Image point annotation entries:

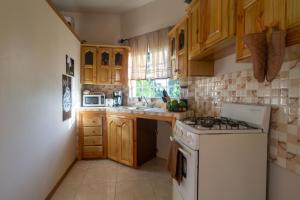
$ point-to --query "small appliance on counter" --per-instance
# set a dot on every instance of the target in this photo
(93, 100)
(117, 98)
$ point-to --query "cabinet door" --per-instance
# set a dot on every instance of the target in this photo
(112, 136)
(120, 140)
(105, 57)
(104, 68)
(194, 28)
(88, 65)
(248, 21)
(119, 57)
(125, 134)
(104, 75)
(119, 66)
(215, 21)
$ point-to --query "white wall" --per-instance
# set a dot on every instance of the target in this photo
(99, 28)
(283, 185)
(36, 146)
(150, 17)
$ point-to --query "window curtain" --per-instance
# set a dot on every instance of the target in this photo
(150, 56)
(159, 66)
(138, 64)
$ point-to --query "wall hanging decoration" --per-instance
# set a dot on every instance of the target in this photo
(69, 65)
(67, 97)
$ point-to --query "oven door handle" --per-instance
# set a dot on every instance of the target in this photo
(184, 152)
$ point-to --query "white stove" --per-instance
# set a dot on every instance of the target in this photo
(231, 148)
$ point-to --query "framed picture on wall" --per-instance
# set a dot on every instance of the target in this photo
(69, 66)
(67, 97)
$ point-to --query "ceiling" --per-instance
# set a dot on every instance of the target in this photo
(106, 6)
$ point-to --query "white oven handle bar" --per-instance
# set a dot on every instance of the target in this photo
(184, 152)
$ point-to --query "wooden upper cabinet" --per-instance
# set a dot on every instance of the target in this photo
(105, 65)
(215, 21)
(104, 71)
(249, 20)
(194, 27)
(182, 67)
(105, 57)
(119, 70)
(292, 21)
(211, 29)
(88, 65)
(121, 139)
(119, 58)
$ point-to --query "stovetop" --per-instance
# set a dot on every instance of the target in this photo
(217, 123)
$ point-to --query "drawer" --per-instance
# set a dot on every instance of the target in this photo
(91, 131)
(91, 119)
(92, 140)
(92, 151)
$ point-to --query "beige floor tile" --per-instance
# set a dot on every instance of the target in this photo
(134, 190)
(103, 163)
(130, 174)
(97, 191)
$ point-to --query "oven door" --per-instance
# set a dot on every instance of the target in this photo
(187, 189)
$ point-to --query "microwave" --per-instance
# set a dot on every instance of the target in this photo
(93, 100)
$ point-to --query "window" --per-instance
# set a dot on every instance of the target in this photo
(154, 88)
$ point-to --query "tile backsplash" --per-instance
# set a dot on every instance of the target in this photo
(206, 96)
(107, 90)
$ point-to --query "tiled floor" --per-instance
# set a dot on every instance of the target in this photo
(107, 180)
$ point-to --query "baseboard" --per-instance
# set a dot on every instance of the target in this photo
(51, 193)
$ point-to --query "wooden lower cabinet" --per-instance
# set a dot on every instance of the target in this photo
(120, 132)
(91, 126)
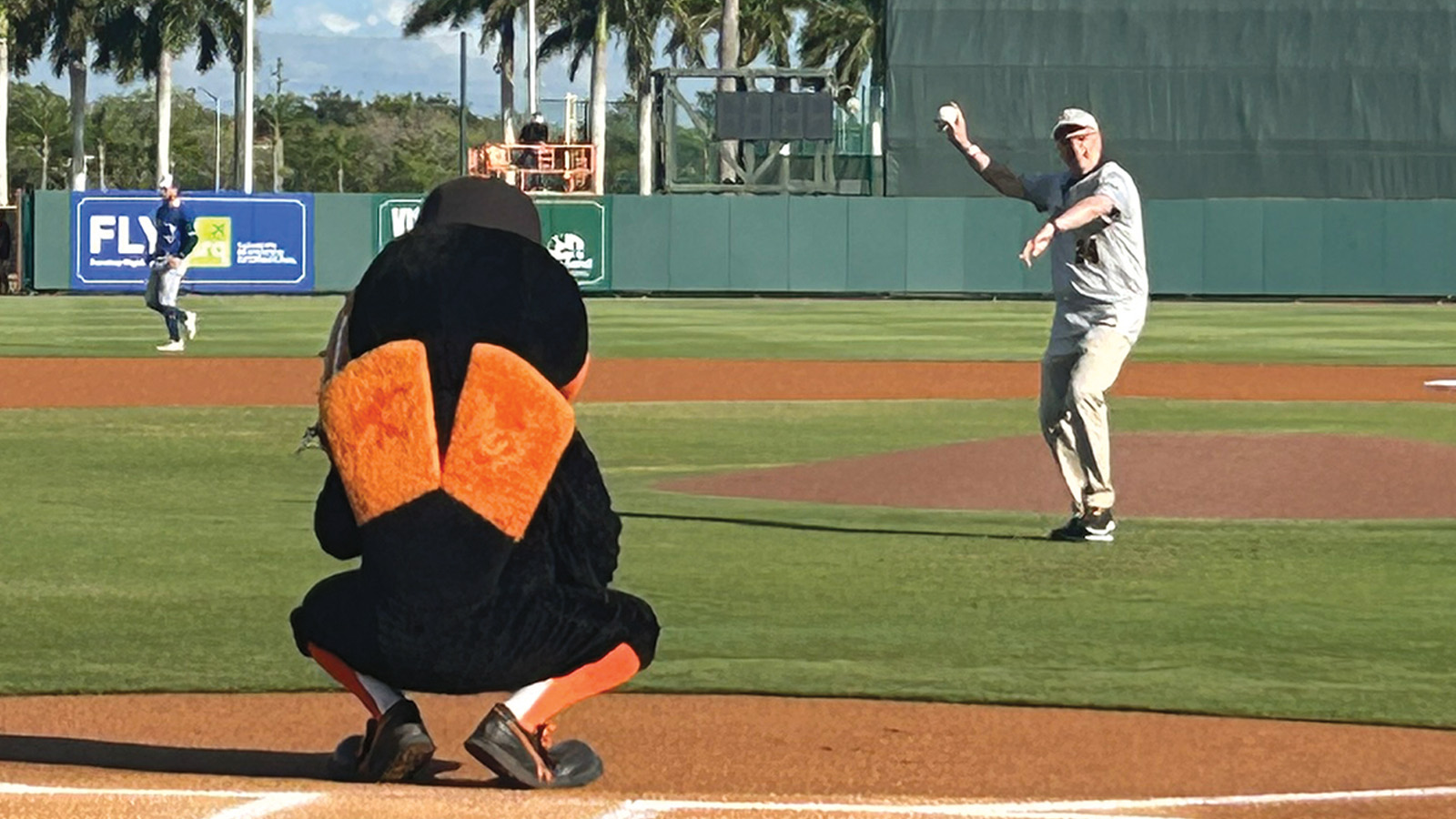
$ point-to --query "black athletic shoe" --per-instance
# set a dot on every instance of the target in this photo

→ WRITTEN REQUEST
How many lines in the items above contain the string "cabinet", with case counting? Give only the number.

→ TASK SOLUTION
3